EXERCISE GOAL:
Write out exactly the lines running from the line that includes "where the palm-like" to the end of the data, both ends included, and nothing besides.

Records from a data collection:
═══

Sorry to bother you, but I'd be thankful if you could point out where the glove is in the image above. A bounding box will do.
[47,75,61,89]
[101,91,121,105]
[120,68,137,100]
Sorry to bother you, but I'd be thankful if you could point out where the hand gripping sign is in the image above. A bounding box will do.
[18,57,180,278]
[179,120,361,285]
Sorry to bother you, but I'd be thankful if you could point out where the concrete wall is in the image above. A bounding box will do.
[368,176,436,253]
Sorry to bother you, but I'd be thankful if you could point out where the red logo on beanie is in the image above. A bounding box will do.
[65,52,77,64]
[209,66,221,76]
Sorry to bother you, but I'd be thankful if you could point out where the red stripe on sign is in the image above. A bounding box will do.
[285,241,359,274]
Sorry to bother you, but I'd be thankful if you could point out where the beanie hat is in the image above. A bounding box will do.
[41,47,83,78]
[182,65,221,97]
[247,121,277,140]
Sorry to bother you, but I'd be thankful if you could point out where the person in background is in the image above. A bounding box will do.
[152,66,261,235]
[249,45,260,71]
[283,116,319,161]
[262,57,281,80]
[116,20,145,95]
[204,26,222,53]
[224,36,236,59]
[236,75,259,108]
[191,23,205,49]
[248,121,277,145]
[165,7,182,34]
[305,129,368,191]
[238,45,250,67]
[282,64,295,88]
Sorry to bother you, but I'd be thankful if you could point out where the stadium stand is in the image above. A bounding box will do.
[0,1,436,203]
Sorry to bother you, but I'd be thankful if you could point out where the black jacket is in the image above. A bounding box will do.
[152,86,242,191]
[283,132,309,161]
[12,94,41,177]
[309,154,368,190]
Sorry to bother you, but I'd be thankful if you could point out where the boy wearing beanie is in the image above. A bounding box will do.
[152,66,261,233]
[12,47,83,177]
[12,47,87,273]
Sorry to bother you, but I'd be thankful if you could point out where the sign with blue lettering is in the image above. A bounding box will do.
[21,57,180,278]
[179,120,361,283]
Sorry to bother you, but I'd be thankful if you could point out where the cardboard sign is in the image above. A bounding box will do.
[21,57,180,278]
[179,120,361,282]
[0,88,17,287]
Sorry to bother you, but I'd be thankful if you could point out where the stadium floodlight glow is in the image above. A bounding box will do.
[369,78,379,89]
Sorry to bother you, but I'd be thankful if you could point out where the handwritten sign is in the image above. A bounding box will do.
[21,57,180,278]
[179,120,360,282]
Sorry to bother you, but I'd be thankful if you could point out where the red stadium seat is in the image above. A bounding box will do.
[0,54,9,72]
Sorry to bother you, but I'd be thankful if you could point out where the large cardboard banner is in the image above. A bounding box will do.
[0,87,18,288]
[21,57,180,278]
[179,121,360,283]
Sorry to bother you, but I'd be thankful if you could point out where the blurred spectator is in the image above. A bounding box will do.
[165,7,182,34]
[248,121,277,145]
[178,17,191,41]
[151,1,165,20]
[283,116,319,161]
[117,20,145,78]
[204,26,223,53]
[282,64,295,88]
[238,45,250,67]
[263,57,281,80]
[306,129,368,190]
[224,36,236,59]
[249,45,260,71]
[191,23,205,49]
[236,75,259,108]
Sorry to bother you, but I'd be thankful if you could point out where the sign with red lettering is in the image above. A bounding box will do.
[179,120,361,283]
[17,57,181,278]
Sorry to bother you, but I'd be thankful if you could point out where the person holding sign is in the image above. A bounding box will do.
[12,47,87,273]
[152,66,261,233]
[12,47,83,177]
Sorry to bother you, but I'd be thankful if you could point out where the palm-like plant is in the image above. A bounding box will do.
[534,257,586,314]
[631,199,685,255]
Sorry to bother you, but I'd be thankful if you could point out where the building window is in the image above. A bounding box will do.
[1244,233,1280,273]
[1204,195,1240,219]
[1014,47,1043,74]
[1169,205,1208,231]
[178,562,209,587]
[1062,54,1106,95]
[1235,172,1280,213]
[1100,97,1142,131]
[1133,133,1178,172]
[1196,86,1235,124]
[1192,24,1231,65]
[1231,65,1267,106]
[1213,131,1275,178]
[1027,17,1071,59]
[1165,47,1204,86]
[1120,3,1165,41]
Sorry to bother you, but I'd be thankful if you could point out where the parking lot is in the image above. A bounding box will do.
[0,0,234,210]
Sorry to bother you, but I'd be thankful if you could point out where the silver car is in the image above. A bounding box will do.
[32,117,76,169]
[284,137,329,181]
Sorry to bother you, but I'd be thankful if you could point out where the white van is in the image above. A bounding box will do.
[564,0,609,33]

═══

TASK ANSWER:
Sorry to bother you, but I'd be thankful if you could point out where the palm-like plant is in the image above. A bounding box will do.
[534,257,586,314]
[631,199,685,255]
Sorry to bother you, but I'd be thankful if you could point out where the building window is in the image above. A bounding box will do.
[1244,233,1280,273]
[1204,195,1240,219]
[1014,47,1043,74]
[1169,205,1208,231]
[178,562,209,587]
[1062,54,1106,95]
[1235,172,1280,213]
[1100,97,1142,131]
[1133,133,1178,172]
[1196,86,1235,124]
[1192,24,1231,65]
[1231,65,1267,106]
[1213,131,1275,178]
[1027,17,1071,59]
[1165,47,1204,86]
[1120,3,1165,41]
Sorry to bother you, but I'd be thankful if you could point out where the parking lot is in the image above. A bounding box will do.
[0,0,234,210]
Sorry to bother you, but I'd be thankful if you could point out where the silver car is in the image above. A bounding box will do.
[32,117,76,169]
[284,137,329,181]
Sorry to bother you, but I'd be thankful if you could point out where the white van is in the image above. A bounding box will do.
[564,0,609,33]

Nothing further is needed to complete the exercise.